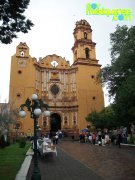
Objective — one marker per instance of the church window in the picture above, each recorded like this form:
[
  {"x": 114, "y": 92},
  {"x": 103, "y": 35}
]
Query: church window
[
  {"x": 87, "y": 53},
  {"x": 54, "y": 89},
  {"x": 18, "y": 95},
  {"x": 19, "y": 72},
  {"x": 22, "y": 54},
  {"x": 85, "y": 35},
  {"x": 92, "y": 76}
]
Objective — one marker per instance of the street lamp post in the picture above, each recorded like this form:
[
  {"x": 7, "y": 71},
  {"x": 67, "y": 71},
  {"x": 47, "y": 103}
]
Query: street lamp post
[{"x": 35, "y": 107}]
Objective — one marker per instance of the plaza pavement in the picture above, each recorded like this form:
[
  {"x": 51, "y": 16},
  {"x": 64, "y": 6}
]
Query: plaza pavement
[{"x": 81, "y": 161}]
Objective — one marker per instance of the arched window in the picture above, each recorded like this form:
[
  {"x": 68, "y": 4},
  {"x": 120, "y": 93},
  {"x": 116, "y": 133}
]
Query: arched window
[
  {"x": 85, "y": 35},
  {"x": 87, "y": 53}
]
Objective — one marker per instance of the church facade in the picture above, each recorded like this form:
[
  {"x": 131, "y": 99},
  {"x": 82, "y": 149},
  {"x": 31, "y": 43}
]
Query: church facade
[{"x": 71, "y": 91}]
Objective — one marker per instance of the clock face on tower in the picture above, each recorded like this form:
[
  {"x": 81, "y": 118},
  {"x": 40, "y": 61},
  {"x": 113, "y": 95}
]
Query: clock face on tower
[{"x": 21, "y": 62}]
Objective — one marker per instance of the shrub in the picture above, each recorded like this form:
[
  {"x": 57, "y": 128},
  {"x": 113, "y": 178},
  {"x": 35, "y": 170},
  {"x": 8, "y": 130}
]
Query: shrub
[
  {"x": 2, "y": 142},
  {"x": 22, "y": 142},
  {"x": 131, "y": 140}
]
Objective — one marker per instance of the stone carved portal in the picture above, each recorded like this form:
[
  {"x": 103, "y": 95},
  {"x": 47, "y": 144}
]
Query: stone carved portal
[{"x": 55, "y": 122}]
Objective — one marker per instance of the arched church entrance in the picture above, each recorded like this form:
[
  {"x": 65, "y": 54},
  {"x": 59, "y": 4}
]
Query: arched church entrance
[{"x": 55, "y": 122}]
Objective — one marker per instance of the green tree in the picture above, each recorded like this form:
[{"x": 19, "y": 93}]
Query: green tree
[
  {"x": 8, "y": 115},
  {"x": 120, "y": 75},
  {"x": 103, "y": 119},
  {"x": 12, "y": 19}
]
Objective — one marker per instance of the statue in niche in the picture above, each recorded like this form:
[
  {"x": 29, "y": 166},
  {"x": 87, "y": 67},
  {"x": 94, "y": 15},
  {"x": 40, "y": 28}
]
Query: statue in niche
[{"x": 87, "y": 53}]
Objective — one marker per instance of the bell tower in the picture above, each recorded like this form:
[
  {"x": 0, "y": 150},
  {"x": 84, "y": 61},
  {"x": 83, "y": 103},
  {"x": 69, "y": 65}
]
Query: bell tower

■ ■ ■ ■

Goal of the exercise » Print all of the data above line for line with no changes, leaving out the picture.

Right answer »
Objective — one marker per instance of the church window in the picture above, each recorded like this form:
[
  {"x": 114, "y": 92},
  {"x": 103, "y": 35}
]
Query: church window
[
  {"x": 87, "y": 53},
  {"x": 54, "y": 89},
  {"x": 18, "y": 95},
  {"x": 19, "y": 72},
  {"x": 22, "y": 54},
  {"x": 85, "y": 35},
  {"x": 92, "y": 76}
]
Objective — one marker per instance of the street lamp post in the picture above, each recorded like this form:
[
  {"x": 7, "y": 71},
  {"x": 67, "y": 71},
  {"x": 47, "y": 103}
]
Query: street lamp post
[{"x": 35, "y": 107}]
Objective — one marker per instance of the plaza pavement in the picture above, each recorded like this form:
[
  {"x": 51, "y": 16},
  {"x": 64, "y": 6}
]
Query: plaza pavement
[{"x": 81, "y": 161}]
Objective — one marker per instance of the arched window in the picture above, each recorded like this form:
[
  {"x": 68, "y": 4},
  {"x": 120, "y": 93},
  {"x": 116, "y": 133}
]
Query: arched window
[
  {"x": 85, "y": 35},
  {"x": 87, "y": 53}
]
Objective — one marker per instance of the church facade in the picture above, each recorded like this form:
[
  {"x": 131, "y": 99},
  {"x": 82, "y": 149},
  {"x": 31, "y": 43}
]
Query: church facade
[{"x": 71, "y": 91}]
Objective — one marker per instance of the clock face on tower in the picture above, each recorded like this form:
[
  {"x": 81, "y": 118},
  {"x": 40, "y": 61},
  {"x": 113, "y": 95}
]
Query: clock face on tower
[{"x": 21, "y": 62}]
Objective — one marker per instance of the shrub in the picture above, each recorded like this form:
[
  {"x": 57, "y": 128},
  {"x": 113, "y": 178},
  {"x": 35, "y": 170},
  {"x": 8, "y": 130}
]
Query: shrub
[
  {"x": 2, "y": 142},
  {"x": 22, "y": 142},
  {"x": 131, "y": 140}
]
Objective — one marker per instance of the stone carved portal in the picture above, each recorded like this form:
[
  {"x": 103, "y": 95},
  {"x": 47, "y": 144}
]
Query: stone carved portal
[{"x": 55, "y": 122}]
Objective — one marker per instance of the arched church entrance in the picture above, each recorded like this form:
[
  {"x": 65, "y": 54},
  {"x": 59, "y": 4}
]
Query: arched church entrance
[{"x": 55, "y": 122}]
Objective — one marker per instance of the green tree in the picture above, each recorded like this form:
[{"x": 19, "y": 93}]
Query: green tree
[
  {"x": 8, "y": 115},
  {"x": 120, "y": 75},
  {"x": 103, "y": 119},
  {"x": 12, "y": 19}
]
Objective — one marker per instance of the statue in niche in the picture above, each recorded like this form:
[
  {"x": 29, "y": 166},
  {"x": 87, "y": 67},
  {"x": 94, "y": 15},
  {"x": 40, "y": 28}
]
Query: statue in niche
[{"x": 87, "y": 53}]
Objective — one marker per instance of the bell tower in the picture above, each recorded like this form:
[
  {"x": 0, "y": 150},
  {"x": 84, "y": 61},
  {"x": 83, "y": 103},
  {"x": 69, "y": 65}
]
Query: bell tower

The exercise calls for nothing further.